(GIVEN DATA)
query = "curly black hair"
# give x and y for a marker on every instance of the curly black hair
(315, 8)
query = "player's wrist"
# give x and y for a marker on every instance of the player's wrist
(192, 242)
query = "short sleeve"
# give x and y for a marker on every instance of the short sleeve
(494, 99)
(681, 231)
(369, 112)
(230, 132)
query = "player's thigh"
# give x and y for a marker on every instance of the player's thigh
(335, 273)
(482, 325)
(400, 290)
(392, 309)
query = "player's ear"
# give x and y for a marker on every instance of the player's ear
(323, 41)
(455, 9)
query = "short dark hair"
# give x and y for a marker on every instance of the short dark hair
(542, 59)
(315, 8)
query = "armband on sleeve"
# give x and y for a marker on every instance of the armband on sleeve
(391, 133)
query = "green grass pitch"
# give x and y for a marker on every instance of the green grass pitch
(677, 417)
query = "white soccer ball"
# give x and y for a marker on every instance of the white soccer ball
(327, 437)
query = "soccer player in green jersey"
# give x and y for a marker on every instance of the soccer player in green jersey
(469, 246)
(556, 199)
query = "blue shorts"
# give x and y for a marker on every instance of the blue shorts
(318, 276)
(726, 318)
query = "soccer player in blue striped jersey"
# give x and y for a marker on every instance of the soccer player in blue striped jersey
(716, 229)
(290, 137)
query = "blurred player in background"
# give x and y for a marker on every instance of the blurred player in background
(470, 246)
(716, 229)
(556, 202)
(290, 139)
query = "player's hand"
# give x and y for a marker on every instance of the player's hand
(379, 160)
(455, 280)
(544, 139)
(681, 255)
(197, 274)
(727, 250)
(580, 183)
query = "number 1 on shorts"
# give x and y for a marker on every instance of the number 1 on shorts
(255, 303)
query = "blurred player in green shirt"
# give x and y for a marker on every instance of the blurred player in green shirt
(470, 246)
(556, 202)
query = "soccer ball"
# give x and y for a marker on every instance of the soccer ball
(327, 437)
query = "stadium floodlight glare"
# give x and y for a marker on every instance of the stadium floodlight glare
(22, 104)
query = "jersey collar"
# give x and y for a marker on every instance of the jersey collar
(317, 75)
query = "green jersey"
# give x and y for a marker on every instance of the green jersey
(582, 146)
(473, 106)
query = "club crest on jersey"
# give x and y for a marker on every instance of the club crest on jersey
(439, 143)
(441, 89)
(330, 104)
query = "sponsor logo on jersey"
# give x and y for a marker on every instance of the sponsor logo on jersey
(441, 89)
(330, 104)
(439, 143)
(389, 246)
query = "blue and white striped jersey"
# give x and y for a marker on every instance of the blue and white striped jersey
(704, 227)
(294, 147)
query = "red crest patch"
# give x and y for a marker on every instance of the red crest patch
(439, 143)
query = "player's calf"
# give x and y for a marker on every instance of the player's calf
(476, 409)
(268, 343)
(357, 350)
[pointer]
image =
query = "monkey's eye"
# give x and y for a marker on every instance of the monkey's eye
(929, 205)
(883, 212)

(WHAT YOU SHOULD DO)
Copy every line of the records word for word.

(FINISHED TASK)
query = "curly black hair"
# give x and y for a marker on every instance of the curly black hair
(315, 8)
query = "player's wrist"
# give x and y for a marker on every instance of the player's wrist
(192, 242)
query = "short sleeve"
# give x and y for a marker on every instance of the short sleeve
(494, 99)
(681, 231)
(369, 112)
(230, 132)
query = "player's thigh"
# give x and y for a marker on every instance of the player's thigh
(335, 273)
(482, 325)
(400, 290)
(392, 309)
query = "player's ear"
# give x and y for a marker on every instance of the player's ear
(323, 41)
(455, 9)
query = "short dark hair"
# give x and y for a marker on every instance of the short dark hair
(542, 59)
(315, 8)
query = "armband on sleeve"
# give x and y for a marker on every instance of the armband on sleeve
(391, 133)
query = "green grass pitch"
# give x and y for a marker on every instance of the green grass pitch
(677, 417)
query = "white soccer ball"
# give x and y for a marker on every instance of the white soccer ball
(327, 437)
query = "soccer player in green jersey"
# give x and y for a marker on every instance of the soccer player in green jersey
(469, 246)
(556, 199)
query = "blue shorts"
# give x and y for a marker on every instance of the blue shorts
(318, 276)
(726, 318)
query = "soccer player in blue striped jersey"
# give x and y for a marker on every instance of the soccer player in blue striped jersey
(716, 229)
(290, 137)
query = "blurred player in background"
# give x and y for a marker on every instance of the blurred player in background
(470, 246)
(716, 229)
(556, 202)
(290, 139)
query = "player's hand"
# give x and y for a marker on every instance of the player's hand
(379, 160)
(455, 280)
(544, 139)
(681, 255)
(197, 274)
(727, 250)
(580, 183)
query = "number 1 on shorts"
# give x and y for a marker on every instance of the number 1 on shorts
(255, 303)
query = "blurred player in green shirt"
# give x and y for a marker on every instance of the blurred player in green shirt
(470, 246)
(556, 202)
query = "soccer ball"
# give x and y for a marker on every instance of the soccer ball
(327, 437)
query = "stadium floodlight glare"
# give x and y for a marker on every instance of the stadium floodlight glare
(22, 104)
query = "jersey collar"
# give x and y for a marker on every instance of the jersey collar
(317, 75)
query = "green jersey"
# give x and y for a marker on every instance of the green jersey
(582, 146)
(473, 106)
query = "club crest on jersey"
# give x and y for a marker on every instance of the club crest on jersey
(439, 143)
(441, 89)
(330, 104)
query = "sponsor logo on jersey"
# give x and y for a marker on every instance of the sponsor logo on jersey
(441, 89)
(330, 104)
(439, 143)
(389, 246)
query = "blue and white striped jersey"
# give x and y for a marker on every instance of the blue and white striped jersey
(704, 227)
(294, 147)
query = "red crest patch"
# give x and y for a marker on every instance of the red crest patch
(439, 143)
query = "player's calf"
# give x and y for a marker on every instance of the player's calf
(476, 409)
(268, 343)
(357, 350)
[pointer]
image =
query = "monkey's eye"
# give x and y for a marker on every instance of the monkey's eye
(929, 205)
(883, 212)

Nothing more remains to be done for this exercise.